Data to use:
■ ■ ■ ■

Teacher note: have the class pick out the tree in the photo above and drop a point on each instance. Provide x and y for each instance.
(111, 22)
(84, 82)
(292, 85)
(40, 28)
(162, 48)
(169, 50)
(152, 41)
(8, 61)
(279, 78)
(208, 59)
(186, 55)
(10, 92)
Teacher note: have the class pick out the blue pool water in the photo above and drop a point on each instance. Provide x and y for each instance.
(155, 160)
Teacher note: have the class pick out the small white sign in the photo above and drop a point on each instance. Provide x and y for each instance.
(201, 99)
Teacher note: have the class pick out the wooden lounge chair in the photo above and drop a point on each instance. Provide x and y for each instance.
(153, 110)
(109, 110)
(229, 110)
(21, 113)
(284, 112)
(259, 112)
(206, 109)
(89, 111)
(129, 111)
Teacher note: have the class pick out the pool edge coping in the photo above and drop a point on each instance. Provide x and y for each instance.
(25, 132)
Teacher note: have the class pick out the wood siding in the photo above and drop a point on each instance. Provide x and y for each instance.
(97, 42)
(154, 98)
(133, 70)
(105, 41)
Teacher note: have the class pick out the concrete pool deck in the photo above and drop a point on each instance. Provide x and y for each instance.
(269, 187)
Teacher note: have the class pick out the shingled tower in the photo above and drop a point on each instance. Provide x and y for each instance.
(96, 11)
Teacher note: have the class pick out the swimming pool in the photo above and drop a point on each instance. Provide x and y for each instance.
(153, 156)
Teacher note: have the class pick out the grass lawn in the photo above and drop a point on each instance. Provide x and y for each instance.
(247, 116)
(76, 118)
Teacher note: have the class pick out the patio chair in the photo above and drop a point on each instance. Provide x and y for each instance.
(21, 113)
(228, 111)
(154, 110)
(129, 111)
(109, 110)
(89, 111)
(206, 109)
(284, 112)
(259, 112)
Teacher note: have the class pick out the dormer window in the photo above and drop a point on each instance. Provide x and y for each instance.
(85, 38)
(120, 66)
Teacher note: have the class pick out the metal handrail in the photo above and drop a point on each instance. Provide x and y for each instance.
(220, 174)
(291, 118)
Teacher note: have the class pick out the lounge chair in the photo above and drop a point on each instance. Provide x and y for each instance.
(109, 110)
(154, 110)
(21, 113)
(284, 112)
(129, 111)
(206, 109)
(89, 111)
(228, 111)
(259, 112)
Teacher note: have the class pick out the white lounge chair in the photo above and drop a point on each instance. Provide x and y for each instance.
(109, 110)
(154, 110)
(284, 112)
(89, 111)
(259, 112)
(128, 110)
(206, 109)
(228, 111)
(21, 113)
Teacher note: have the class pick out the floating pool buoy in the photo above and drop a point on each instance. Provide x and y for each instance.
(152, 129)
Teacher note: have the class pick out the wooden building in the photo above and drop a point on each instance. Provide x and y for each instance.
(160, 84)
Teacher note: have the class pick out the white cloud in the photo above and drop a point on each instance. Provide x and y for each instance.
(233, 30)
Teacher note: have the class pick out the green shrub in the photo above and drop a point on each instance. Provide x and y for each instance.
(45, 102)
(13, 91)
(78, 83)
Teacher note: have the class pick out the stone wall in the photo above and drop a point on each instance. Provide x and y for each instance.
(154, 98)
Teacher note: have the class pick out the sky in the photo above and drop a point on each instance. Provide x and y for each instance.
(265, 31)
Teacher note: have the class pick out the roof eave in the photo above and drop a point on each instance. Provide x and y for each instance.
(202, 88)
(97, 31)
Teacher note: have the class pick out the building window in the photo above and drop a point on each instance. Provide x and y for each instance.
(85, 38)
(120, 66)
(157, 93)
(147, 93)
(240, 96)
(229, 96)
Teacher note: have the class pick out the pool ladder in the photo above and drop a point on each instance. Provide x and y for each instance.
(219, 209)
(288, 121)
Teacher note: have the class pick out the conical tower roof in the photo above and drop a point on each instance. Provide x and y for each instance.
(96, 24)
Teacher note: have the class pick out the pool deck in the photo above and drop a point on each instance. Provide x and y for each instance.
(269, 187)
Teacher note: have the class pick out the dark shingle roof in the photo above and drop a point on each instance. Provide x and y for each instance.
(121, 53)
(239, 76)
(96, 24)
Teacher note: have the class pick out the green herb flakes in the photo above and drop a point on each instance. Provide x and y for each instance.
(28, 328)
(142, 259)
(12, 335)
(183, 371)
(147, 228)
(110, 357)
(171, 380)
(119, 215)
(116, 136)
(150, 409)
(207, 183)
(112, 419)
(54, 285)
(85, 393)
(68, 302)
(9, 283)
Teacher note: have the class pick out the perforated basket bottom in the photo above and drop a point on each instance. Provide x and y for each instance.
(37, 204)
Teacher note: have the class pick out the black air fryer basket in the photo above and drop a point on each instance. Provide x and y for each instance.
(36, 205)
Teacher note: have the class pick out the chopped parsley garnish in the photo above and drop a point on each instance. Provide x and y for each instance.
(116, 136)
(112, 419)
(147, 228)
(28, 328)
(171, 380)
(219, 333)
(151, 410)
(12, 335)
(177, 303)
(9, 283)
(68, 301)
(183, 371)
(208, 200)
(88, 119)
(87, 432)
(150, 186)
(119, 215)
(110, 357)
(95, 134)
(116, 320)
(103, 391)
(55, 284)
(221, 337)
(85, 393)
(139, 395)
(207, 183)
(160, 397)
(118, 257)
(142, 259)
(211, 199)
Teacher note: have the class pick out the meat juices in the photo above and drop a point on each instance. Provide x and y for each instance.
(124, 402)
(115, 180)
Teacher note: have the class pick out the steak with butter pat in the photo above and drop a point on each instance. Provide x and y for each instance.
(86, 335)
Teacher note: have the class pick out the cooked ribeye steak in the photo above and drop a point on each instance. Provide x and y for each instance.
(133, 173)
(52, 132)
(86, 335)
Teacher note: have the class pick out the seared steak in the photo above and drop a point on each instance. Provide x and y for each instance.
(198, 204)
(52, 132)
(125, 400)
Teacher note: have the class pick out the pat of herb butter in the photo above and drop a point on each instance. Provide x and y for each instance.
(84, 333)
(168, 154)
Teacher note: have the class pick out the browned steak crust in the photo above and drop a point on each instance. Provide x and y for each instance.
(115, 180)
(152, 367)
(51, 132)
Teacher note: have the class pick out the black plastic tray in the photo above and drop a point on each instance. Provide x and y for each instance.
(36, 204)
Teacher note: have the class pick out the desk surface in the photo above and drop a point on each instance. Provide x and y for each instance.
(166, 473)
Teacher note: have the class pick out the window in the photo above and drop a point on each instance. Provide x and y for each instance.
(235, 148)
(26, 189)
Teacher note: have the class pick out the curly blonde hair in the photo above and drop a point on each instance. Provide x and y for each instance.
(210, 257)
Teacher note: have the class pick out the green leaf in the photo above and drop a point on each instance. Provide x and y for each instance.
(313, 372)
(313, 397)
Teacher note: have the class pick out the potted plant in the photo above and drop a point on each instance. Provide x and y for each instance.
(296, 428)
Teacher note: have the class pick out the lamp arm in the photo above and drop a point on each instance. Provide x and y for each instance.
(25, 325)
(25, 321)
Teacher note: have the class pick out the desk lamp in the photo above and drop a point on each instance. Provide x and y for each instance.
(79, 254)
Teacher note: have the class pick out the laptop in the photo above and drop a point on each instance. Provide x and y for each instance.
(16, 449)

■ ■ ■ ■

Work instructions:
Return every line from the one holding "Teacher note: have the class pick out the seared" through the end of the data, exactly as it appears, with both ends kept and nothing else.

Reply to the task:
Teacher note: have the class pick out the seared steak in the photo above and drop a point on each instance. Provide x and y for each instance.
(198, 204)
(52, 132)
(125, 400)
Teacher note: have the class pick out the pat of herb butter in the photo above and drop a point on each instance. Provide x and y for each instance.
(84, 333)
(168, 154)
Teacher note: have the class pick out the browned steak crust in the photo above and drop a point on each instance. Provide x and y for each instance.
(115, 180)
(152, 367)
(51, 132)
Teacher note: have the class pick out the black plastic tray in the photo above and drop a point on each instance. Provide x and y for each instance.
(36, 204)
Teacher note: have the class pick out the desk surface in the photo above and drop a point on each instance. Provide x and y for each instance.
(166, 473)
Teacher note: have the class pick out the window in the photo above and drop a point on each instance. Provide x and y for each instance.
(235, 148)
(26, 189)
Teacher note: have the class pick out the curly blonde hair in the photo above and drop a point on each instance. Provide x and y for each instance.
(210, 257)
Teacher note: have the class pick out the green leaf in the photo above and drop a point on each instance. Provide x and y for each instance.
(313, 372)
(313, 397)
Teacher note: have the class pick out the potted plant in the photo above and drop a point on each instance. Provide x and y for each instance.
(296, 428)
Teacher note: have the class pick out the lamp arm in the photo above and drop a point on each instance. Provide x and y for each instance.
(25, 325)
(25, 321)
Teacher note: have the class pick out the desk lamp in the photo above and drop a point on each instance. Provide x and y for each instance.
(79, 254)
Teacher note: have the class pick out the laptop in the photo above and drop a point on each instance. Provide x and y for each instance.
(16, 449)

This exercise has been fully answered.